■ **Provided text**
According to this theory, there might be cases in which the Court turns down the request of the defendant for inspection of the material held by plaintiff, should the Court arrive at the conclusion that the requested material will not be of any assistance to the defendant.
Thus, for instance, in Criminal File (Magistrate’s Court in H.) 2162-06, Aviad Visuli v. The State of Israel, Takdin Magistrate’s Court, 2010 (3), 74248, 74257 (2010), the Court refused to allow the defendant to inspect material and documents collected by the plaintiff regarding a witness for the prosecution, ruling that the requesting defendant did not show any “clue” for the requested material being relevant to his defense.
A further example of a case in which the right of inspection was not allowed, appears in Criminal File (Magistrate’s Court in Naz.) 9834-01-09, The State of Israel v. Ala Hori, Takdin Magistrate’s Court 2009(2), 25135 (2009), where the defendant asked to inspect the instructions for completing the investigation given in the file by the investigating authorities and by the prosecution office. The intention of this request was to examine whether there were any omissions in the investigation, which might be useful for the defense of the defendant and which even might entitle him to compensation, if acquitted.
The Court rejected the request, ruling:
“The law does not explicitly define the meaning of “investigation material”. However the Courts, interpreting the definition of “investigation material”, which should be revealed to the defendant and his counsel, made a clear distinction between internal records and correspondence to be found in the investigation file, which do not constitute investigation material and other documents in the investigation file, which are relevant to the investigation of the charge or for managing the defense, and may have an influence on the considerations of the Court in determining the findings…
In light of the aforesaid, and having studied the documents, which Counsel wishes to inspect, I found that the documents marked 50, 45, 39, 30, 25, 17, do not constitute inspection material, as defined in court decisions, but rather internal correspondence, of no relevance in influencing the determination of findings of any kind, nor is it of any relevance to the defense of the defendant; therefore, I reject the request and determine that he has no right to inspect the aforesaid documents.”
(The underlining does not appear in the original – J.W.)
Also concerning the Investigation Log in the investigation file, it was ruled that, in principle, this does not constitute investigation material, which has to be delivered.

■ **Set problem 1**
Report how many lines of the rows below contain the string "covered", giving only the number.
■ **Set problem 2**
Carry on the passage about a defendant's right to inspect investigation material from the point at which it stops.

■ **Supplied data**
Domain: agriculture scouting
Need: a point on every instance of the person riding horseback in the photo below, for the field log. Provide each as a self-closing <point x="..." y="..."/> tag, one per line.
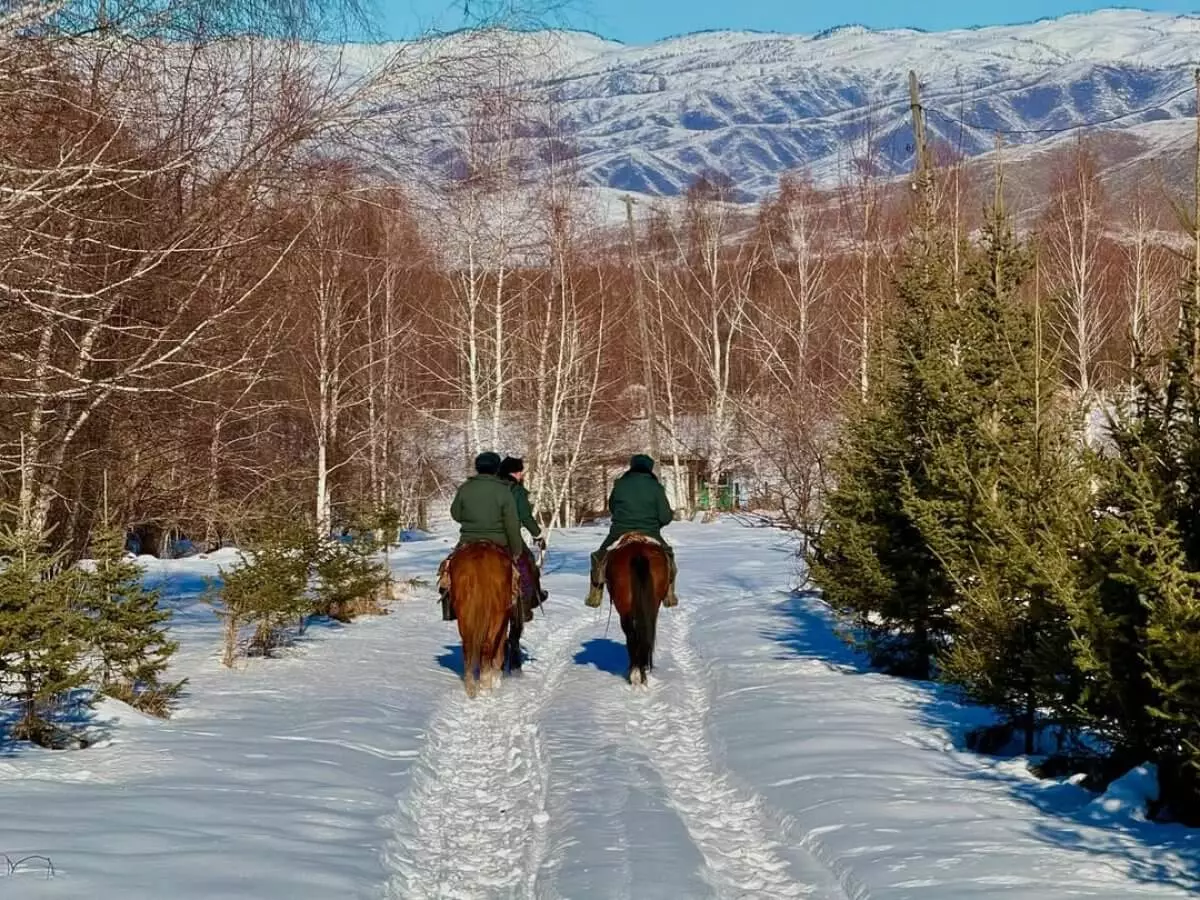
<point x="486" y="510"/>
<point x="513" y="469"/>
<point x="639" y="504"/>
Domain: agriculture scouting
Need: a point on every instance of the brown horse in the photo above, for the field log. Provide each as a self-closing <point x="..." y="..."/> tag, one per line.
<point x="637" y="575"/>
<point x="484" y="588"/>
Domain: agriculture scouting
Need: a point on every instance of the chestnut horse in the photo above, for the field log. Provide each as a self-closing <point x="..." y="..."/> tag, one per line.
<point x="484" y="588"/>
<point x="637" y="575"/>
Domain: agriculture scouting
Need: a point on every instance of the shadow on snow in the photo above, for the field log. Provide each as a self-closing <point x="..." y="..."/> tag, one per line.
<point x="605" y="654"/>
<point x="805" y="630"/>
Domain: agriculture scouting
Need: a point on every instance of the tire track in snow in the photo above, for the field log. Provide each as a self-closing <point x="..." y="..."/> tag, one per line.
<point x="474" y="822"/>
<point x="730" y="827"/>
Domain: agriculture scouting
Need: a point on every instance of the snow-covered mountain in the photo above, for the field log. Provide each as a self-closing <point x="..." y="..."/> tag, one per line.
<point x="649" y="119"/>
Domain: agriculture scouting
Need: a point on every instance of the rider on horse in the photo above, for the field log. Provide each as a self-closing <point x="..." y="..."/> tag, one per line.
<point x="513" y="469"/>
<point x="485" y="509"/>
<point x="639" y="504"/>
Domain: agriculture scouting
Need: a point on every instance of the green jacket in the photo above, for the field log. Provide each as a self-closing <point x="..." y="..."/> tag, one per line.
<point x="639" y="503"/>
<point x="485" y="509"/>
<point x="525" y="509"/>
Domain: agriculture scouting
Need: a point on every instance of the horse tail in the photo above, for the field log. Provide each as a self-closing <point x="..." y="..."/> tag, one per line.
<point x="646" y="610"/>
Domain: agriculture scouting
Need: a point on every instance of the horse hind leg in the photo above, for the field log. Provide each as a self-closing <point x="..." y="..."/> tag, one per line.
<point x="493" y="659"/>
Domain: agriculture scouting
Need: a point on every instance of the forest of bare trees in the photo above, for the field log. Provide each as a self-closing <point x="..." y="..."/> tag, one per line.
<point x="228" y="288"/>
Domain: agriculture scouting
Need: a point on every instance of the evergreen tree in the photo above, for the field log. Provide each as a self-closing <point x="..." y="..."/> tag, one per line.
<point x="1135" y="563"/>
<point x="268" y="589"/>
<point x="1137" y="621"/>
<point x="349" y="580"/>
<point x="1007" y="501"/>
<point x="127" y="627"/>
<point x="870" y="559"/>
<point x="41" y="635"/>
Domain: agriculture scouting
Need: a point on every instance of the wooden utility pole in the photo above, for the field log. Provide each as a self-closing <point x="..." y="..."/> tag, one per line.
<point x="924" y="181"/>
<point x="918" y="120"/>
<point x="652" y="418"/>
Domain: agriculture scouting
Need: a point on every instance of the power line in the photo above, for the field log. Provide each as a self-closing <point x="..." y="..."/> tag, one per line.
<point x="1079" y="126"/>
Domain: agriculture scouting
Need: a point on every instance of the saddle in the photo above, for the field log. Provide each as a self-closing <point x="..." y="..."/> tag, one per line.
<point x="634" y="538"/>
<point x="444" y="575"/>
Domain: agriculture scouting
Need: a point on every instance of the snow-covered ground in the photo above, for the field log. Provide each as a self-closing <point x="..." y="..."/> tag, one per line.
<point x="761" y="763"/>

■ **Answer 1**
2

■ **Answer 2**
See: Miscellaneous applications (Haifa District Court) 2469/08, Mezel Rabie v. State of Israel, Takdin District Court 2008(2), 8877, 8879, where the Court determined:
“In the matter under reference, I am of the opinion that the log, which contains records, for the most part being material processed from the investigation material, as well as internal correspondence of the police and between the police and the prosecution, does not constitute investigation material. As concerns the investigation actions specified in the log, Respondent claimed that this material is to be found in parallel in the investigation material delivered to Counsels. This kind of delivery to Counsels is customary and without any fault. Beyond that, a list of planned investigation actions, part of which were carried out and Counsels have details of the investigations carried out, constitutes internal records and not investigation material, which the petitioner and the other defendants have a right to inspect or which is likely to assist them in their defense. Moreover, these documents are of no value as regards evidence – the thoughts of the investigator do not constitute evidence. If the investigation developed into evidence, then the outcome of the investigation is the evidence and not the thoughts or expectations of this or some other investigator. If no vital investigation action was made, this would constitute an omission in investigation, irrespective of whether the investigators planned to carry out such action and failed to do so or whether the investigators lost sight of the need for such investigation.”
It should be noted that the request for inspection of the investigation log was rejected in light of the fact that the material contained in the log is contained, in parallel, in the evidence material filed by the plaintiff.
In some other case, where the requested material was not contained, in parallel, in the evidence material, the Court agreed to discuss the request, saying:
“In those cases where it is feared that the litigant has no possibility to access the material held by the authority, the Court can – and must – inspect the documents and examine as to whether there is a possibility of arriving at a proportionate, creative solution, fully guarding the interests forming the basis of immunity, by delivering those details of information which are suitable for delivery. A diverse “tool box” – appropriate to be used.”
See: Civil Appeal Authority 7867/06, Assessing Officer of Haifa v. Moshe Lusky, Takdin High Court 2008(1), 60, 64.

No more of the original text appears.